→ **Excerpt provided**:
==========
Additive manufacturing (AM) is becoming a growing priority for many mold companies. This is happening because of decreasing cycle times made available by new tool design capabilities made possible by AM, like conformal cooling. As recently as three years ago, moldmakers might have felt that customers were unwilling to pay the extra cost associated with conformal cooling and AM. However, this response is beginning to disappear from conversations. Instead, it is being replaced with comments like, I can’t believe we’re losing jobs to a competitor who charges three times what we do!
In most cases, shops losing out to higher priced bids are losing out to better cycle times — in many cases, more than two times better. So over the lifetime of a mold, it makes sense for customers to budget more upfront costs to make significantly more money over that mold’s production lifecycle, especially for high-volume products.
This is not to say that conformal cooling, topology optimization and AM are always a no-brainer. It still depends on the specific job and a company’s strategy for manufacturing its mold. For example, it’s still unreasonable in most cases for a company to manufacture a massive automotive mold entirely with 3D printing. However, roughing out a large mold cavity and creating inserts for parts requiring faster cycle times makes a lot of sense in many cases. As moldmakers face more demand for high-volume products, cycle times become an ever-growing priority.
==========
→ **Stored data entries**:
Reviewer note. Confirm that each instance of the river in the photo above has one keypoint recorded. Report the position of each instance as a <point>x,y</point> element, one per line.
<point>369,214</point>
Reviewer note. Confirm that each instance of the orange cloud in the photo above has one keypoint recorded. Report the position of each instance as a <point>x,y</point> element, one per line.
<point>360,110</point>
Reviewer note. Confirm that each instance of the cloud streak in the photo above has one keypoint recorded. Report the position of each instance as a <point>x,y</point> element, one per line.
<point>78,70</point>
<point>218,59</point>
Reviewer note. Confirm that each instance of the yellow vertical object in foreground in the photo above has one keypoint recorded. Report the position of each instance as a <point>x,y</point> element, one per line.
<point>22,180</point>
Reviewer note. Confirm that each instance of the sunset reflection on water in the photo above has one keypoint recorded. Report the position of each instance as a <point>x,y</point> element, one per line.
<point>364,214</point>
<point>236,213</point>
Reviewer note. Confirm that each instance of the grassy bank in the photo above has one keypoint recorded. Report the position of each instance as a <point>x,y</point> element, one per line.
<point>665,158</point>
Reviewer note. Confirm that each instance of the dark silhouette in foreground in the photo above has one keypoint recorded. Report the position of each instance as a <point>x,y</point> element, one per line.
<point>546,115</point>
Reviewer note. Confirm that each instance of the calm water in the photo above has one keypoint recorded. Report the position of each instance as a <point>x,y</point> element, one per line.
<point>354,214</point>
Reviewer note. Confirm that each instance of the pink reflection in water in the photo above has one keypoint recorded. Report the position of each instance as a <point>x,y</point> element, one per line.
==========
→ **What is being asked**:
Copy the additive manufacturing text above word for word, starting with "This is not" and going on through "an ever-growing priority.".

→ **Result of this task**:
This is not to say that conformal cooling, topology optimization and AM are always a no-brainer. It still depends on the specific job and a company’s strategy for manufacturing its mold. For example, it’s still unreasonable in most cases for a company to manufacture a massive automotive mold entirely with 3D printing. However, roughing out a large mold cavity and creating inserts for parts requiring faster cycle times makes a lot of sense in many cases. As moldmakers face more demand for high-volume products, cycle times become an ever-growing priority.